By David Greenham
Young Nerds of Color feels like a bit of an experiment, and it is the kind of creative research that we should hope will continue.
Young Nerds of Color, arranged by Melinda Lopez. Directed by Dawn M. Simmons. Original music composition by Nona Hendryx. Scenic design by Shelley Barish. Costume design by Rachel Padula-Shufelt. Lighting design by Andrea Sofia Sala. Produced as part of the Brit d’Arbeloff Catalyst Collaborative@MIT by Underground Railway Theater at Central Square Theater, Cambridge, through March 20.
The more than 60 BIPOC scientists and mathematicians interviewed to create Young Nerds of Color all agree on one thing: they all have heard some version of the comment “You’re not like the rest of them.” Well-meaning white people — and we know who we are — are inclined to try to praise Black and Brown individuals by lifting them out of their cultural context. Immunologist Ann-Harper Jones (Kortney Adams) emphatically wants to know just what “the rest of them” means. “Do you mean my family?”
The implicit and explicit bias against Black and Brown people in mathematics and science is writ large in Melinda Lopez’s compilation script.

# [Excerpted records]

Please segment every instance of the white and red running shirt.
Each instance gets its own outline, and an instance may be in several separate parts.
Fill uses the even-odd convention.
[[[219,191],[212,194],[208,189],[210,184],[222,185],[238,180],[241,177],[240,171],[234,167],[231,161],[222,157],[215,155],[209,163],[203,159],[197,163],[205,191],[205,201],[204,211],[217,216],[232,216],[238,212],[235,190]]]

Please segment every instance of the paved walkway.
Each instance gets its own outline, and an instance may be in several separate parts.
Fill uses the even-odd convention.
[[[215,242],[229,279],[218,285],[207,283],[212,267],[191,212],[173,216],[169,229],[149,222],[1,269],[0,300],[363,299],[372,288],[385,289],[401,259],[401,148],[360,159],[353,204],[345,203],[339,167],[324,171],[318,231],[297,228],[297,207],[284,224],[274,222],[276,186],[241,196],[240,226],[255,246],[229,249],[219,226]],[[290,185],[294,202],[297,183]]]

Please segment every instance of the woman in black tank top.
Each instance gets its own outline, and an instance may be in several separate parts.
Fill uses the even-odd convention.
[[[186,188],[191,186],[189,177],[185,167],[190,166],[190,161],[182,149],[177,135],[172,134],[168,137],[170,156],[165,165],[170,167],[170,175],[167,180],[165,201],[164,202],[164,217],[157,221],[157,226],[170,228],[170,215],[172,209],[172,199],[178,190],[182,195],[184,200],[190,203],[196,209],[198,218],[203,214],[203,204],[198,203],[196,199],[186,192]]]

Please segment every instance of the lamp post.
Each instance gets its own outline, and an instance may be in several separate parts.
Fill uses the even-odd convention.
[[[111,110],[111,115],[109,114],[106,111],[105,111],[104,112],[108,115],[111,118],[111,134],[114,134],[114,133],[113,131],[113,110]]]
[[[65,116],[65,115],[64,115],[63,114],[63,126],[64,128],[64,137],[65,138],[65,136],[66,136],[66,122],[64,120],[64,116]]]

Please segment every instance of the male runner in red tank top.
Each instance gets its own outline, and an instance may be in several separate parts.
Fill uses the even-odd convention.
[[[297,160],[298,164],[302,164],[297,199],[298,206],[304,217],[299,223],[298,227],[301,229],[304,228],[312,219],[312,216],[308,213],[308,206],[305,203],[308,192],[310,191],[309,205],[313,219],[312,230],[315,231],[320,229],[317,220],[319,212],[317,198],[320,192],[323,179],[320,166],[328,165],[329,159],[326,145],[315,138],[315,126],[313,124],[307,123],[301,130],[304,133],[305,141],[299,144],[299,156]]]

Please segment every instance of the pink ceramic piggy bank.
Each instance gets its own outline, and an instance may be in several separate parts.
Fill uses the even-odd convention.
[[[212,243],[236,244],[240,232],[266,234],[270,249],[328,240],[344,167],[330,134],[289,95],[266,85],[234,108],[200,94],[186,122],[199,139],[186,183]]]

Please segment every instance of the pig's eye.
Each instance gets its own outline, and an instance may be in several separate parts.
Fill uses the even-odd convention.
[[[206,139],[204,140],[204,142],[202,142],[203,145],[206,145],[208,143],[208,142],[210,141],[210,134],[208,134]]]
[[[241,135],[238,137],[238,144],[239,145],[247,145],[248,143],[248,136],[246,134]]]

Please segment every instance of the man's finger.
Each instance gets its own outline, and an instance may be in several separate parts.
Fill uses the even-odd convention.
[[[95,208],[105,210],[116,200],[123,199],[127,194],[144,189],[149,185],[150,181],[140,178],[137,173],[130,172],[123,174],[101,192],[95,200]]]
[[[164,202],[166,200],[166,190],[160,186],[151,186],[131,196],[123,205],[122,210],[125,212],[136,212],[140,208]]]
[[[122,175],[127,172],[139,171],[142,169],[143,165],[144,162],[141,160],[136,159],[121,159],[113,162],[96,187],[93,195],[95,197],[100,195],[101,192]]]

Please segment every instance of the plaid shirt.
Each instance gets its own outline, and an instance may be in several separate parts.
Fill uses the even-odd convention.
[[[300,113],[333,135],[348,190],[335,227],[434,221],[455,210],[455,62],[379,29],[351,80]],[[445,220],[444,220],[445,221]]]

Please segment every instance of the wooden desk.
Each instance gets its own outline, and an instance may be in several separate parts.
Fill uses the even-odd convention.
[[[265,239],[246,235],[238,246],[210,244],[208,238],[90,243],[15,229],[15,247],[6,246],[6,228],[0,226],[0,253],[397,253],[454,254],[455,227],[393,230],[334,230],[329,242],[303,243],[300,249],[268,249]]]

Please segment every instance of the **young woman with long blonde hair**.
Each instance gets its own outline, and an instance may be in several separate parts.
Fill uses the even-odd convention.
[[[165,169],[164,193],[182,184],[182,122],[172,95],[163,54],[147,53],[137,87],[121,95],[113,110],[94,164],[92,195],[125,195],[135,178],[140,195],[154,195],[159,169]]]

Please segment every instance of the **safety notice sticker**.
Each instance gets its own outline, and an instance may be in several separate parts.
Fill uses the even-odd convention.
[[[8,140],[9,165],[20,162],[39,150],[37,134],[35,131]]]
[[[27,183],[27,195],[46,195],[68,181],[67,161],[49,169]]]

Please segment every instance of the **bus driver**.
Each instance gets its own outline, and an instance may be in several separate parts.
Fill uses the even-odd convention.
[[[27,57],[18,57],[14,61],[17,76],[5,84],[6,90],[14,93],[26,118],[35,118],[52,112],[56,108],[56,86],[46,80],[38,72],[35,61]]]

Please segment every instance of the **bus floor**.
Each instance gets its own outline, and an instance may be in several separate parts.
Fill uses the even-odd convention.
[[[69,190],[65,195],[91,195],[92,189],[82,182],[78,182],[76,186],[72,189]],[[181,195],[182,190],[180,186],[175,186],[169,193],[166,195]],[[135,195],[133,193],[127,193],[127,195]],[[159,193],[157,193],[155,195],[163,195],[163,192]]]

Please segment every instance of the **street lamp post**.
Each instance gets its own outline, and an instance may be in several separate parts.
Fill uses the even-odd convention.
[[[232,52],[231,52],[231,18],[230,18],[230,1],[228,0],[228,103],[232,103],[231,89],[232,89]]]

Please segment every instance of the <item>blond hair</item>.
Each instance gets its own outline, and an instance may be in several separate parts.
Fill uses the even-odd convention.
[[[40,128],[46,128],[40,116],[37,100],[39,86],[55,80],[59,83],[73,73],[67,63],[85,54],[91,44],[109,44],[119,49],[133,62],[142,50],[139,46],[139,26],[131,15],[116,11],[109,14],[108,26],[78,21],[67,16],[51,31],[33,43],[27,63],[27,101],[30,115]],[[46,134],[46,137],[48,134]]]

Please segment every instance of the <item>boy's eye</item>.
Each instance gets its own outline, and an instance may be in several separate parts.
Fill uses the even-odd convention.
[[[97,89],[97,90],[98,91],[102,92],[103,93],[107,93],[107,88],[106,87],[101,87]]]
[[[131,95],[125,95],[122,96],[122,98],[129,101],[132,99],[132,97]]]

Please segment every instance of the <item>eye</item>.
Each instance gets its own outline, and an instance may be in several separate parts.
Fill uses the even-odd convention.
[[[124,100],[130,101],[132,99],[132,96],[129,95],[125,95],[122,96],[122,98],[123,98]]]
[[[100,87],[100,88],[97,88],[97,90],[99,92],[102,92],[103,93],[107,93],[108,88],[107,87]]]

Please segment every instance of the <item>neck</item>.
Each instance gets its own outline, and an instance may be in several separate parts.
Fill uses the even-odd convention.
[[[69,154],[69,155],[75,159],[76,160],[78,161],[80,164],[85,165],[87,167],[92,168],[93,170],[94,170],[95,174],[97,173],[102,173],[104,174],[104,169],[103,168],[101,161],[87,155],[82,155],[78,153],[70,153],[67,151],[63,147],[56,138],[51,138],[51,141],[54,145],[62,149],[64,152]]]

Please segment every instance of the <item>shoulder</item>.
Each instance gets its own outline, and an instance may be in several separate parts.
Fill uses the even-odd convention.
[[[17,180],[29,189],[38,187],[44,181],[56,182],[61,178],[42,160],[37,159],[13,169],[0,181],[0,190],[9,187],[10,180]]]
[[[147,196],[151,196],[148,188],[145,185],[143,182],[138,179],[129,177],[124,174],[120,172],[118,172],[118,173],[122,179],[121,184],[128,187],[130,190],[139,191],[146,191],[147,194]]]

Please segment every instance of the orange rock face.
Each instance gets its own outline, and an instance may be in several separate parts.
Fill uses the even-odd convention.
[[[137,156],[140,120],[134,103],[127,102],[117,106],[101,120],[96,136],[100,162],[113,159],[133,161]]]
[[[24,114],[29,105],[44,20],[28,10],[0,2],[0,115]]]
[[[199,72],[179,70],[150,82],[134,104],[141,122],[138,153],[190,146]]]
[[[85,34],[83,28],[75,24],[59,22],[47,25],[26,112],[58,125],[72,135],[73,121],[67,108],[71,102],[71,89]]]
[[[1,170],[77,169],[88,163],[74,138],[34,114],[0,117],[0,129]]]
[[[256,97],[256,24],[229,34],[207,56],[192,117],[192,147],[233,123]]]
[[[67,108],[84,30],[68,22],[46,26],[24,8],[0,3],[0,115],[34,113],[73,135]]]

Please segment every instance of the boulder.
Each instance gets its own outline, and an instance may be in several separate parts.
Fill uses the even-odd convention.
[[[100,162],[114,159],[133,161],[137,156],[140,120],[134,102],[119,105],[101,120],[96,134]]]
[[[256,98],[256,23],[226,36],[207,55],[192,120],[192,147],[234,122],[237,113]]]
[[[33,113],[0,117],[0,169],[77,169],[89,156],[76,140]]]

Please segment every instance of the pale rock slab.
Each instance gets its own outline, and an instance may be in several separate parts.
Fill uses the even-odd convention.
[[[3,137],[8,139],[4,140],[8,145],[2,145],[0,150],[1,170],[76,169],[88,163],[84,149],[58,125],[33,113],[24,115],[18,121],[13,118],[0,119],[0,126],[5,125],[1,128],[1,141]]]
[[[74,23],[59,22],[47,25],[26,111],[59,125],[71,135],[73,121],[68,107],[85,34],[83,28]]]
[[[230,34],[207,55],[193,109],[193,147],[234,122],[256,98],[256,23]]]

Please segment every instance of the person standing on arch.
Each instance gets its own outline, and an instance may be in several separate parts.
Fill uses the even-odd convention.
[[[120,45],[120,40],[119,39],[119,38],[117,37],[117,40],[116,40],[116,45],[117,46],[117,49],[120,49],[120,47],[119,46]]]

# [Directions]
Copy out the Young Nerds of Color review word for word, in full.

# [The answer]
By David Greenham
Young Nerds of Color feels like a bit of an experiment, and it is the kind of creative research that we should hope will continue.
Young Nerds of Color, arranged by Melinda Lopez. Directed by Dawn M. Simmons. Original music composition by Nona Hendryx. Scenic design by Shelley Barish. Costume design by Rachel Padula-Shufelt. Lighting design by Andrea Sofia Sala. Produced as part of the Brit d’Arbeloff Catalyst Collaborative@MIT by Underground Railway Theater at Central Square Theater, Cambridge, through March 20.
The more than 60 BIPOC scientists and mathematicians interviewed to create Young Nerds of Color all agree on one thing: they all have heard some version of the comment “You’re not like the rest of them.” Well-meaning white people — and we know who we are — are inclined to try to praise Black and Brown individuals by lifting them out of their cultural context. Immunologist Ann-Harper Jones (Kortney Adams) emphatically wants to know just what “the rest of them” means. “Do you mean my family?”
The implicit and explicit bias against Black and Brown people in mathematics and science is writ large in Melinda Lopez’s compilation script.